WORK TO COMPLETE: Please give the data again in full, exactly as it reads.

*** MATERIAL FOR THIS TASK Section Begins ***

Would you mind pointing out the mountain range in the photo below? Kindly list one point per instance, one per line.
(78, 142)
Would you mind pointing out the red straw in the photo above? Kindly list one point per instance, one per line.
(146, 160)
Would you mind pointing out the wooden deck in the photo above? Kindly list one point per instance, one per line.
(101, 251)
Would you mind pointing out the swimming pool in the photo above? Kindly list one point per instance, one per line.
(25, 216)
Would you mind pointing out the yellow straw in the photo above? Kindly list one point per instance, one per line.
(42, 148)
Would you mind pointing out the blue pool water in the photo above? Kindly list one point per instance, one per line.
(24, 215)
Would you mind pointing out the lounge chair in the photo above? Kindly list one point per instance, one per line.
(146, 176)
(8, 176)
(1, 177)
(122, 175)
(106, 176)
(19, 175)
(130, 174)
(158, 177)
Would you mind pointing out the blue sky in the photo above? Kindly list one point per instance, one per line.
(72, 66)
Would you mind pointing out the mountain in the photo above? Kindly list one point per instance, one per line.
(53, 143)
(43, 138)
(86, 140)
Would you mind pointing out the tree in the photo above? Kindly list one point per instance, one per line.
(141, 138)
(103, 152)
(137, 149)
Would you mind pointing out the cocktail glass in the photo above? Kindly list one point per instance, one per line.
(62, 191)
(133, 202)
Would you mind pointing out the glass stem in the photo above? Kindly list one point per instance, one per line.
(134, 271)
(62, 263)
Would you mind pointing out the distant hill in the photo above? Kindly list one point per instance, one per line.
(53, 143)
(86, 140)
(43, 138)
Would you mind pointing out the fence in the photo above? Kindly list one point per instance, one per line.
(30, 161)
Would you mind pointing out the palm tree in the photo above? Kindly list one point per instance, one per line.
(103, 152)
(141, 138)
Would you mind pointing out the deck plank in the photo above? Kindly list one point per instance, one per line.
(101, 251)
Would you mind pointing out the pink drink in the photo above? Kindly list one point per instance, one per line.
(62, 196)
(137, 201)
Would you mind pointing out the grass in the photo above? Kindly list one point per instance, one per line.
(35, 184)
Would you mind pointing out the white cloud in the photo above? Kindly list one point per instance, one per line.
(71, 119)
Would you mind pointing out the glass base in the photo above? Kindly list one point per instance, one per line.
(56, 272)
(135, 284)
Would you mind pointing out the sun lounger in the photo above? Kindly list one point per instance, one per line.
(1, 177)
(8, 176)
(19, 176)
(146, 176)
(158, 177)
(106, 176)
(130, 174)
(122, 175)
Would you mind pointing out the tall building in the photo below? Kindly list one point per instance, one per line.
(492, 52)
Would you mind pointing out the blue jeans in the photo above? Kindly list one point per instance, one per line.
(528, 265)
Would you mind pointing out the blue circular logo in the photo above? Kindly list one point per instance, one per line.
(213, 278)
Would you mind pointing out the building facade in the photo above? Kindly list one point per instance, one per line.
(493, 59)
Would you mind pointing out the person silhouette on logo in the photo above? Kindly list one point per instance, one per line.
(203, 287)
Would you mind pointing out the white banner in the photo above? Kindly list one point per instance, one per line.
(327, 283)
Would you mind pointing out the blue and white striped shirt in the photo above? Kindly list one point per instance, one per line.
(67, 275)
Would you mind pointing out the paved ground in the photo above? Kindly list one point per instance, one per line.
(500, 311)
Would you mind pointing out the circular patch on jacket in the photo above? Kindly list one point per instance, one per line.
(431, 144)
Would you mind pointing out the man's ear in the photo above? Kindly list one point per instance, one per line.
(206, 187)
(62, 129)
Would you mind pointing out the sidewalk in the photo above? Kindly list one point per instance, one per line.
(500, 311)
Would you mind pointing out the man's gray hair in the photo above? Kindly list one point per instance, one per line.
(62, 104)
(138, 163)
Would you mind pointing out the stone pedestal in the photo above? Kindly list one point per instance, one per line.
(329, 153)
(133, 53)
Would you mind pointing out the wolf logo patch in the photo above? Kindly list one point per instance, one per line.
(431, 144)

*** MATERIAL FOR THIS TASK Section Ends ***

OUTPUT BELOW:
Would you mind pointing out the mountain range in the photo below? Kindly list one point per instance, one per line.
(78, 142)
Would you mind pointing out the red straw in the photo above? Kindly list one point per instance, one per line.
(146, 160)
Would you mind pointing out the wooden deck in the photo above? Kindly list one point per instance, one per line.
(101, 251)
Would you mind pointing out the swimming pool in the photo above? Kindly list one point per instance, one per line.
(25, 216)
Would you mind pointing out the yellow straw in the photo above? Kindly list one point per instance, one per line.
(42, 148)
Would you mind pointing out the blue pool water in the photo above? Kindly list one point per instance, one per line.
(24, 215)
Would you mind pointing out the lounge chair in the photo above? Kindly list one point per instance, one per line.
(146, 176)
(8, 176)
(1, 177)
(122, 175)
(106, 176)
(19, 175)
(130, 174)
(158, 177)
Would you mind pointing out the blue sky in the photo above? Kindly list one point per instance, one per line.
(72, 66)
Would you mind pointing out the mountain in the photo above? Kindly list one point per instance, one per line.
(53, 143)
(43, 138)
(86, 140)
Would you mind pointing out the tree in the photo above? Kindly list one point per instance, one per line.
(141, 138)
(103, 152)
(137, 149)
Would you mind pointing out the cocktail glass in the photo above? Kindly list one point per instance, one per line.
(62, 191)
(133, 202)
Would you mind pointing out the glass stem in the photo above? Kindly list one point per instance, one per line.
(134, 271)
(62, 263)
Would you mind pointing out the distant hill in the photo above? Kindly list one point per instance, one per line.
(53, 143)
(86, 140)
(43, 138)
Would you mind pointing out the fence in the photo above? Kindly list one point per instance, one per line.
(30, 161)
Would you mind pointing out the palm tree in the photo above? Kindly list one point per instance, one per line.
(103, 152)
(141, 138)
Would you mind pointing out the deck plank in the photo above? Kindly list one point per instance, one per line.
(101, 251)
Would you mind pointing out the pink drink in the photo above? Kindly list one point per instance, one per line.
(62, 196)
(137, 201)
Would you mind pointing out the grass in the photo above? Kindly list one point per instance, one per line.
(35, 184)
Would you mind pointing out the white cloud in the photo above? Kindly list one point per instance, one per line.
(71, 119)
Would you mind pointing out the glass base in the photo above? Kindly list one point per instance, one per line.
(56, 272)
(135, 284)
Would you mind pointing out the sun lounger in the photo above? Kindly list one point per instance, one per line.
(1, 177)
(8, 176)
(19, 176)
(146, 176)
(158, 177)
(106, 176)
(130, 174)
(122, 175)
Would you mind pointing out the tall building in the photo below? Kindly list one point per instance, one per line.
(492, 52)
Would you mind pointing out the blue jeans in the photo above? Kindly list one point per instance, one per line.
(528, 265)
Would you mind pointing out the blue circular logo in the photo above? Kindly list one point per instance, one per line.
(213, 278)
Would you mind pointing out the building facade in the photo above? Kindly list one point per instance, one per line.
(493, 59)
Would you mind pointing out the person silhouette on logo in the photo above? Kindly list one point per instance, one per line.
(203, 287)
Would you mind pointing out the white banner in the photo above? Kindly list one point per instance, one per line.
(327, 283)
Would you mind pointing out the blue and white striped shirt in the photo above? Kindly list one point per instance, one per line.
(67, 275)
Would you mind pointing out the paved ground in the photo above? Kindly list one point per instance, one per line.
(500, 311)
Would you mind pointing out the circular patch on jacket in the photo above? Kindly list one point per instance, one per line.
(431, 144)
Would you mind pointing out the man's ear in the photo above? Kindly list one point per instance, one per line.
(206, 187)
(62, 129)
Would you mind pointing out the sidewalk in the photo above? Kindly list one point per instance, one per line.
(500, 311)
Would you mind pointing out the man's gray hair in the photo above? Kindly list one point per instance, one per line.
(62, 104)
(138, 163)
Would you mind pointing out the stone pedestal in the photo above? Kindly list one point per instance, one per line.
(329, 153)
(133, 53)
Would you mind pointing out the wolf logo patch in the photo above? Kindly list one point per instance, one per line.
(431, 144)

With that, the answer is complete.